### WORK TO BE COMPLETED:
How many of the lines below contain the string "tiger"? Reply with the number alone.

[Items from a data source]
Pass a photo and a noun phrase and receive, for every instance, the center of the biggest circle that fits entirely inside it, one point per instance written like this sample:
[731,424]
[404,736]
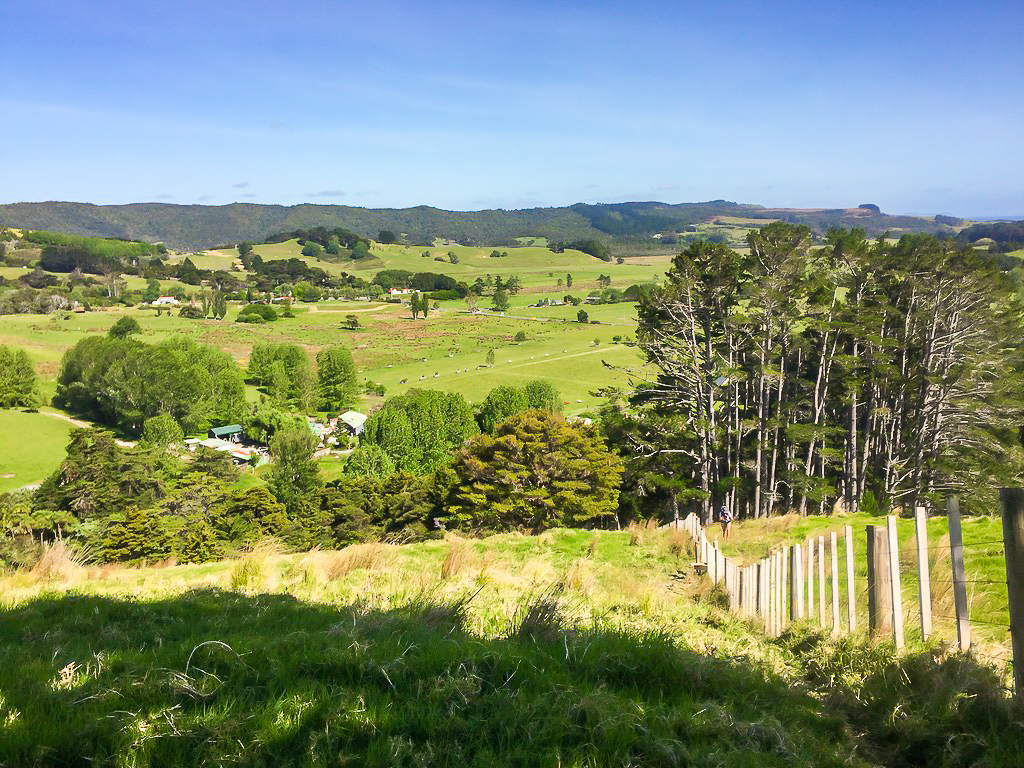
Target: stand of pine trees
[793,377]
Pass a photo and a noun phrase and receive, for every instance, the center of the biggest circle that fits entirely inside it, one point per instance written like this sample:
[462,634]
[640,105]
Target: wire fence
[924,592]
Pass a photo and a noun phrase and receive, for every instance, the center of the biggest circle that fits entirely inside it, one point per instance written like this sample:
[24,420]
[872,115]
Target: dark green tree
[336,384]
[136,536]
[124,328]
[500,403]
[17,379]
[538,471]
[421,429]
[295,480]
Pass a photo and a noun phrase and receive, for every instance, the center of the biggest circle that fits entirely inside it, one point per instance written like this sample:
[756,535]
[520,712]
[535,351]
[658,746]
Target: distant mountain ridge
[197,226]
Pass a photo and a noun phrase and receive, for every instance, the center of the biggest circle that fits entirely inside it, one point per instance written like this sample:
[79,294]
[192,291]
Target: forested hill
[189,227]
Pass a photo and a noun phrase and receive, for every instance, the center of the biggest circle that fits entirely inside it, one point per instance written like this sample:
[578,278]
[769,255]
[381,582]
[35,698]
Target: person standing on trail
[725,517]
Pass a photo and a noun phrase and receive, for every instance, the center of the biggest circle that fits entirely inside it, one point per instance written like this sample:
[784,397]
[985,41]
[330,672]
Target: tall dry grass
[367,556]
[58,562]
[252,572]
[581,577]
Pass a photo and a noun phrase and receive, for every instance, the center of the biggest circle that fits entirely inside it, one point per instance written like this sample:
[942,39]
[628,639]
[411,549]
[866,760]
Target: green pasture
[537,266]
[32,445]
[390,346]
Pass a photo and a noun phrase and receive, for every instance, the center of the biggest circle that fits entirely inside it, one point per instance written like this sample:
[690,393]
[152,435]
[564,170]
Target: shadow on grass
[212,678]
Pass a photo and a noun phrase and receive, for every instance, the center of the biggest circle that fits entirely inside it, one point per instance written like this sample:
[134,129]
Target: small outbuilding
[231,433]
[353,421]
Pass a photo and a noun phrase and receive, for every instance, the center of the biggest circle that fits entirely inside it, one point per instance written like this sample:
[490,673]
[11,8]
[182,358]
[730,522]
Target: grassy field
[448,351]
[33,445]
[390,347]
[573,648]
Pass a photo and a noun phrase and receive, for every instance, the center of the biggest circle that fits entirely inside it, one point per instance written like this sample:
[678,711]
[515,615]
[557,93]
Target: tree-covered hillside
[189,227]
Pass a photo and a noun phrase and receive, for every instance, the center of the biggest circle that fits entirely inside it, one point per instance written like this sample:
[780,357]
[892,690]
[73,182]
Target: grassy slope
[390,664]
[32,446]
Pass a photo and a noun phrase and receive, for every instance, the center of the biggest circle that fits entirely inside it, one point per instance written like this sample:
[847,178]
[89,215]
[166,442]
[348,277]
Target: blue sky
[915,107]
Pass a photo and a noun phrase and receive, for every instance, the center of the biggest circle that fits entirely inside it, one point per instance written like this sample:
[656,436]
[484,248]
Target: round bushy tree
[136,536]
[538,471]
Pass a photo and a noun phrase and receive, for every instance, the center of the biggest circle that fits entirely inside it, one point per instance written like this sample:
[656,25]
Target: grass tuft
[366,556]
[58,562]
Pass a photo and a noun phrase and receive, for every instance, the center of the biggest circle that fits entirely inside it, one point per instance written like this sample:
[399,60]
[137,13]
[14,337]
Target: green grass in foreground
[561,649]
[32,446]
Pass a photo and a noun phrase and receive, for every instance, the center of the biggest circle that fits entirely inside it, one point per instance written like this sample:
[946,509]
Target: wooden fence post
[796,584]
[784,599]
[924,578]
[851,608]
[763,590]
[810,578]
[1012,502]
[776,612]
[834,551]
[895,582]
[821,582]
[960,574]
[880,598]
[733,588]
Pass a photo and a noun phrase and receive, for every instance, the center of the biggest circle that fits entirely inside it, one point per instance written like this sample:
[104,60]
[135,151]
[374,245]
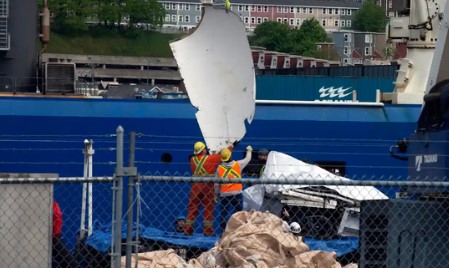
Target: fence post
[116,254]
[129,229]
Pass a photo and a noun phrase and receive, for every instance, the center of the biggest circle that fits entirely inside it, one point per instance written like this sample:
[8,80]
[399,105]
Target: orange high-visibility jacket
[209,165]
[232,172]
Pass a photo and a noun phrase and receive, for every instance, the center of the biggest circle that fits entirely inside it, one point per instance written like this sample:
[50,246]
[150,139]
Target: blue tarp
[194,241]
[101,240]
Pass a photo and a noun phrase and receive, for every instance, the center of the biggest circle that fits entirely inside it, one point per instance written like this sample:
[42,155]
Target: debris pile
[251,239]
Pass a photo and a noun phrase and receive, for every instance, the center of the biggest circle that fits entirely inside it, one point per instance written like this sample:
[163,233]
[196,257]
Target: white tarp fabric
[288,168]
[216,64]
[257,239]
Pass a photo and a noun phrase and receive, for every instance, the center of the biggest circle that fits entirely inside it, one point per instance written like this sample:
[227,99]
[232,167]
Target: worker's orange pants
[201,193]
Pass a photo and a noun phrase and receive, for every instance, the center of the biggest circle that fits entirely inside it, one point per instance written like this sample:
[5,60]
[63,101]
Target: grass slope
[112,42]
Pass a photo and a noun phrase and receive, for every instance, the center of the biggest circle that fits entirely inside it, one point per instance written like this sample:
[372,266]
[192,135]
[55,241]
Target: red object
[202,193]
[57,219]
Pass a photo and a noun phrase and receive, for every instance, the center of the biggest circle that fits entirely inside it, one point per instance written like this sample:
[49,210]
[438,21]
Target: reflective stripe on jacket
[199,167]
[232,172]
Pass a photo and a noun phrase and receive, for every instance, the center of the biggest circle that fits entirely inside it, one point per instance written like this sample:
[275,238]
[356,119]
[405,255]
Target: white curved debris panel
[216,64]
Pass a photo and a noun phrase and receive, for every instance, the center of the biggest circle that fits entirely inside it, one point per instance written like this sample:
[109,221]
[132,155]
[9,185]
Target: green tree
[70,16]
[370,18]
[273,36]
[108,12]
[305,39]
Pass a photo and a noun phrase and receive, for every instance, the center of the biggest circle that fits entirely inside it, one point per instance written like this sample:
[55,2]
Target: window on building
[367,51]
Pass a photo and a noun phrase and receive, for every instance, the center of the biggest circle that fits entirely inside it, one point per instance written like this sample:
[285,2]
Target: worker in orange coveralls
[202,165]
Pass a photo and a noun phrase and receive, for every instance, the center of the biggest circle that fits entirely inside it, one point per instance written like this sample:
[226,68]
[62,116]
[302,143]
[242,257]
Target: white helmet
[295,228]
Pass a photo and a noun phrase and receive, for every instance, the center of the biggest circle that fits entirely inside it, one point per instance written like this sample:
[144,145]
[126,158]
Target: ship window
[335,167]
[166,158]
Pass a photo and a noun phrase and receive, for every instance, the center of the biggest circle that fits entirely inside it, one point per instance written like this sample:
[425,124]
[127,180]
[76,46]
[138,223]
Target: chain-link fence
[290,216]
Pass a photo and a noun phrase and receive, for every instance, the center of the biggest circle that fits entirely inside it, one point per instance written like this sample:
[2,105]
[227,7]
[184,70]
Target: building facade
[333,15]
[358,47]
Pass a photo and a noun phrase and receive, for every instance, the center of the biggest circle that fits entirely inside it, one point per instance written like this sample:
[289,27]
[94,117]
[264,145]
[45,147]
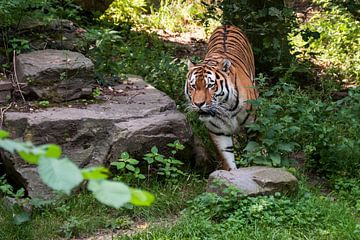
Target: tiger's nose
[199,104]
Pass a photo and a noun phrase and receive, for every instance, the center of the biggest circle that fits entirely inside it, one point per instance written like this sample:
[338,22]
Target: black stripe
[230,151]
[236,104]
[230,148]
[214,125]
[246,118]
[219,134]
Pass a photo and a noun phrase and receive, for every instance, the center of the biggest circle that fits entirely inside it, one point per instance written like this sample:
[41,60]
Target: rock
[5,91]
[134,118]
[91,5]
[254,181]
[203,160]
[60,34]
[56,75]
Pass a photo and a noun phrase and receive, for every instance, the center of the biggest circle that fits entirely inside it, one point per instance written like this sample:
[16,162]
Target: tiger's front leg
[225,149]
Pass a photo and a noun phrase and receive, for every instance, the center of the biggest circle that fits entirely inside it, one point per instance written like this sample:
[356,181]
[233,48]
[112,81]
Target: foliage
[289,120]
[81,215]
[266,24]
[125,12]
[106,53]
[127,167]
[330,39]
[117,53]
[308,215]
[8,190]
[348,189]
[63,175]
[156,163]
[176,16]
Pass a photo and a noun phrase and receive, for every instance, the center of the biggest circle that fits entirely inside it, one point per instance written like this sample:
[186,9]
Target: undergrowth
[307,215]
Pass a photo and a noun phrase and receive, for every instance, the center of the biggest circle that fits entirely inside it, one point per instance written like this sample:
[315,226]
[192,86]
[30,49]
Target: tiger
[219,88]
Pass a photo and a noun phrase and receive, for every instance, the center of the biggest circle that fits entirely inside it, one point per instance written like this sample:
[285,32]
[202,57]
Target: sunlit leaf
[141,197]
[251,146]
[113,194]
[3,134]
[275,158]
[29,157]
[154,150]
[95,173]
[12,146]
[125,155]
[59,174]
[21,217]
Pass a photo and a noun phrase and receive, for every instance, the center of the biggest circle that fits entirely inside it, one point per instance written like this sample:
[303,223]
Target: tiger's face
[206,87]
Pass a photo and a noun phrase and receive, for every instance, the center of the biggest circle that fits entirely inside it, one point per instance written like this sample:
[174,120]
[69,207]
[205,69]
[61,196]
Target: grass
[183,211]
[83,215]
[308,215]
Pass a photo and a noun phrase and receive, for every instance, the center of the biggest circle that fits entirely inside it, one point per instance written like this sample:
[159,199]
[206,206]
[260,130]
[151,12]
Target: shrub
[267,24]
[288,119]
[330,39]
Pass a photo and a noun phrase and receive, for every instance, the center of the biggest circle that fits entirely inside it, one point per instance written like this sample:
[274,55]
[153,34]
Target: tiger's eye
[211,85]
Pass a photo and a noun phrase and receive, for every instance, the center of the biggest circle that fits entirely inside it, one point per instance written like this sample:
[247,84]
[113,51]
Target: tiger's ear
[190,64]
[225,65]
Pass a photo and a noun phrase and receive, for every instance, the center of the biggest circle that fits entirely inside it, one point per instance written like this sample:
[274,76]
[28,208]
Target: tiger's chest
[227,124]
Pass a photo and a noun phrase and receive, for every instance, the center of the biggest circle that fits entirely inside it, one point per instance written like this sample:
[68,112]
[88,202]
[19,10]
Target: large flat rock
[134,120]
[254,181]
[56,75]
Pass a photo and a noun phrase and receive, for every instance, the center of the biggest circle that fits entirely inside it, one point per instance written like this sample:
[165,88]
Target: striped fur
[219,87]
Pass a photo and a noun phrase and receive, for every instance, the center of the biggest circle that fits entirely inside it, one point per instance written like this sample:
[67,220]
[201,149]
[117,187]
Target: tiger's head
[207,86]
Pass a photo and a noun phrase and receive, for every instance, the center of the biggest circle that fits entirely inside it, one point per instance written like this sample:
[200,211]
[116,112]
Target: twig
[16,78]
[2,112]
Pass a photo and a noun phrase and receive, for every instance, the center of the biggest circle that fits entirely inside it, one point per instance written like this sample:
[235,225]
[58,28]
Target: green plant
[156,163]
[106,54]
[18,45]
[176,16]
[63,175]
[125,12]
[330,39]
[44,103]
[266,24]
[165,166]
[127,168]
[96,92]
[71,227]
[290,119]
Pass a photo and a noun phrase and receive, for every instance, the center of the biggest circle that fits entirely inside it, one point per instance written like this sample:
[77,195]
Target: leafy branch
[63,175]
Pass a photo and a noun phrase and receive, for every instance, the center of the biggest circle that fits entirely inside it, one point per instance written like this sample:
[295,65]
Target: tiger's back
[220,86]
[229,42]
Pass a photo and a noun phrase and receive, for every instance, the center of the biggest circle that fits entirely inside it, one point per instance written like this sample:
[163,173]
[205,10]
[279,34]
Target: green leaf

### TASK OUTPUT:
9